● **Extracted material**:
>>

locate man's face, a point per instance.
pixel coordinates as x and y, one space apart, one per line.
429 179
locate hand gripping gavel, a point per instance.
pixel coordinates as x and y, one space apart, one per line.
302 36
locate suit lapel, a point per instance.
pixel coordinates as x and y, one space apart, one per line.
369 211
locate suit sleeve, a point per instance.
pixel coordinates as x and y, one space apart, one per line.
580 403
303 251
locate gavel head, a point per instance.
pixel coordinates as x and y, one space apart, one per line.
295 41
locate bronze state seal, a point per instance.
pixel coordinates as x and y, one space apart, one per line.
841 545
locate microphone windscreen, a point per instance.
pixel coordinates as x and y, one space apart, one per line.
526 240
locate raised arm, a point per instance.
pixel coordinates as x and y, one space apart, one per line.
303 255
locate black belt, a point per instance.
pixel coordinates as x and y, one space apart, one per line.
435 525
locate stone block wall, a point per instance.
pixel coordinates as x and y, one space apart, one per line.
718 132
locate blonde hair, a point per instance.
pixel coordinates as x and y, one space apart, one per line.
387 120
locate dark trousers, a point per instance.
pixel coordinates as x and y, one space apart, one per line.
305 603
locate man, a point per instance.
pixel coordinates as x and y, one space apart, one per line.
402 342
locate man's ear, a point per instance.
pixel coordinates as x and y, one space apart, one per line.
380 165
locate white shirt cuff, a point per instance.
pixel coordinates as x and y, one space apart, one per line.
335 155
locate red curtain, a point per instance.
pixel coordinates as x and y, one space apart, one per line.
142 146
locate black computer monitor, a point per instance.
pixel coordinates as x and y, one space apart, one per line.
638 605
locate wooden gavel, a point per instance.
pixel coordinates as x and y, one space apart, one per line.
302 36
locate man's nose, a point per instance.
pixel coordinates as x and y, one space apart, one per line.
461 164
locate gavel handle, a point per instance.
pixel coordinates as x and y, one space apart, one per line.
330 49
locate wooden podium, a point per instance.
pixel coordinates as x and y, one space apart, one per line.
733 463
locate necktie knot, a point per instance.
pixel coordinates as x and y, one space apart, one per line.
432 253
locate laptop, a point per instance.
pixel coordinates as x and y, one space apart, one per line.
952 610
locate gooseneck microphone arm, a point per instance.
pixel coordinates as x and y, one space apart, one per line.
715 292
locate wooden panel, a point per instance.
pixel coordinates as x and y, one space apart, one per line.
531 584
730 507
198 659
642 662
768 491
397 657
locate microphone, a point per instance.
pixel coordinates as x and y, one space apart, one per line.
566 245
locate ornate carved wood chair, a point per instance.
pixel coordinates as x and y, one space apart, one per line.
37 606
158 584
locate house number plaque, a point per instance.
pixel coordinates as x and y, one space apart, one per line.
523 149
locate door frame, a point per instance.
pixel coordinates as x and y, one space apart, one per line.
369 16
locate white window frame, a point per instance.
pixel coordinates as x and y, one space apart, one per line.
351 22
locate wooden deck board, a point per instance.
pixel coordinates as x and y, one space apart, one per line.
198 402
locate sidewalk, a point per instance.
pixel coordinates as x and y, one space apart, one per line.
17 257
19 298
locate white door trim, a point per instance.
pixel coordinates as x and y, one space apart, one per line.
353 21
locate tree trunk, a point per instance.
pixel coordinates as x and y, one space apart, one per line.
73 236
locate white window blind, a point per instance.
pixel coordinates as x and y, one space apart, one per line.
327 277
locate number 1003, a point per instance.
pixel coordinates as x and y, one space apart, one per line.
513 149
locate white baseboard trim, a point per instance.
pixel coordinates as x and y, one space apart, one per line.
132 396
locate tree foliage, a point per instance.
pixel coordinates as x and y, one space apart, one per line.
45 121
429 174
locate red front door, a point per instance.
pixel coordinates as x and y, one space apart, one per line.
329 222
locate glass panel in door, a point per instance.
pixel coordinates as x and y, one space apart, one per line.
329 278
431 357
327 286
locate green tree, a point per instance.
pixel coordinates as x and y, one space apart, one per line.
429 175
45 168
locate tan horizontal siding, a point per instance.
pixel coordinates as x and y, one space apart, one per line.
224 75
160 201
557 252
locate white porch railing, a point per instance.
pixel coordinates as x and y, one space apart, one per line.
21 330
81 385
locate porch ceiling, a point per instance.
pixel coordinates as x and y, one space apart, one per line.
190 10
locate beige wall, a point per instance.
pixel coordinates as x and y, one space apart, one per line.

<<

● **What this task involves**: Please give every line of the rows above as a numbered list, leaving out any blank lines.

● **Solution**:
1. locate man's face, a point per instance.
2. pixel coordinates as x and y, one space apart, one per line.
3. 429 179
4. locate hand gripping gavel, a point per instance.
5. pixel coordinates as x and y, one space apart, one per line.
6. 302 36
7. locate suit lapel, a point per instance.
8. pixel coordinates as x and y, one space apart, one per line.
9. 369 211
10. locate suit sleeve, a point per instance.
11. pixel coordinates as x and y, one space apart, one per line.
12. 580 403
13. 303 251
14. locate gavel head, a point per instance.
15. pixel coordinates as x and y, one space apart, one per line.
16. 295 41
17. locate bronze state seal, a point per instance.
18. pixel coordinates as x and y, one space apart, one per line.
19. 841 545
20. locate microphone windscreen, a point per instance.
21. pixel coordinates as x and y, one space apart, one per line.
22. 526 240
23. locate raised arm, a point per instance.
24. pixel coordinates as x and y, one space apart, one per line.
25. 303 255
26. locate black belt, a point per instance.
27. pixel coordinates as x and y, one space apart, one per line.
28. 435 525
29. locate stone block wall, a point per instance.
30. pixel coordinates as x and y, one space apart, one per line.
31. 718 132
32. locate blonde hair, a point per instance.
33. pixel coordinates as x and y, one space apart, one per line.
34. 387 120
35. locate dark trousers, a point per instance.
36. pixel coordinates as x and y, one space apart, one per line.
37. 305 603
38. locate man, a point per instance.
39. pixel coordinates as x and y, one space apart, one per line.
40. 402 342
41. locate man's ear, a point per instance.
42. pixel coordinates as x and y, one space apart, one per line.
43. 380 165
44. locate white shirt cuff, a point per instance.
45. pixel coordinates as x and y, one space apart, one per line.
46. 335 155
47. locate red curtain, a point per instance.
48. pixel coordinates as x and y, one space apart, one per line.
49. 142 146
50. locate black computer monitor, a point per instance.
51. pixel coordinates as x and y, one space apart, one per line.
52. 638 605
53. locate wooden gavel, a point per instance.
54. pixel coordinates as x and y, one space apart, one per line.
55. 302 36
56. locate man's nose, a point per instance.
57. pixel coordinates as x and y, one space apart, one per line.
58. 461 164
59. locate gavel handle, a point per instance.
60. pixel coordinates as x and y, one space apart, one per line.
61. 330 49
62. locate wooden podium, a point per instance.
63. pixel coordinates as x and y, one space apart, one per line.
64. 733 463
65. locate necktie knot, a point per instance.
66. pixel coordinates as x and y, one space apart, one per line.
67. 432 253
68. locate laptop, a point per instance.
69. pixel coordinates as x and y, one space apart, one per line.
70. 952 610
71. locate gooseneck microphone arm, a point per instance.
72. pixel coordinates as x and y, one space apart, one per line.
73. 715 292
74. locate wooden panel, a point per instance.
75. pixel coordinates as x and y, one space apart, one per line.
76. 531 584
77. 730 507
78. 198 659
79. 642 662
80. 768 491
81. 397 657
82. locate microphone, a point per instance.
83. pixel coordinates as x and y, one space apart, one per line.
84. 566 245
85. locate ornate carved wood chair, a point per instance.
86. pixel coordinates as x and y, one space apart, one per line.
87. 37 606
88. 158 584
89. locate house number plaque, a point per instance.
90. pixel coordinates as x and y, one space apart, one per line.
91. 523 149
92. locate door frame, a point per instance.
93. pixel coordinates as x and y, one space apart, one per line.
94. 369 16
95. locate white window frame, a point per instance.
96. pixel coordinates as x and y, one space apart, one per line.
97. 351 22
98. locate wooden deck board, a point per instance.
99. pixel coordinates as x and y, one space apart, one per line.
100. 198 402
101. locate sidewalk, a point per instance.
102. pixel coordinates as x and y, one space apart, one per line.
103. 17 257
104. 19 298
105. locate white door trim, a point per instance.
106. pixel coordinates as x and y, one space apart, one per line.
107. 353 21
108. locate tree trunk, a point per instance.
109. pixel coordinates as x and y, one space apart, one per line.
110. 73 236
111. locate white window blind, a point per instance.
112. pixel coordinates as x and y, one space apart, one per line.
113. 327 277
114. locate number 1003, a point per instance.
115. pixel coordinates as x and y, one space apart, one per line.
116. 513 149
117. locate white baseboard trim, a point per instance.
118. pixel coordinates as x and y, one space apart, one per line.
119. 132 396
120. locate tree foliage, a point per instance.
121. pixel coordinates as x and y, one space apart, one per line.
122. 45 121
123. 429 174
124. locate red front door, a point per instance.
125. pixel coordinates as x and y, one space apart, one per line.
126. 329 222
127. locate glass panel in door, a point per instance.
128. pixel coordinates as x and y, one space apart, one per line.
129. 329 278
130. 431 357
131. 327 286
132. locate green tree, a point per instance.
133. pixel coordinates as x and y, one space apart, one per line.
134. 429 175
135. 45 168
136. locate tan horizontal siding, a point per instance.
137. pixel coordinates as x and y, one space apart, one per line.
138. 224 75
139. 160 201
140. 557 252
141. locate white porch railing, a point per instance.
142. pixel coordinates as x and y, one space apart, one per line.
143. 21 330
144. 81 385
145. locate porch ceiling, a point per instance.
146. pixel coordinates as x and y, one space apart, one per line.
147. 190 10
148. locate beige wall, a point per instance.
149. pixel coordinates as x and y, one space apart, one per line.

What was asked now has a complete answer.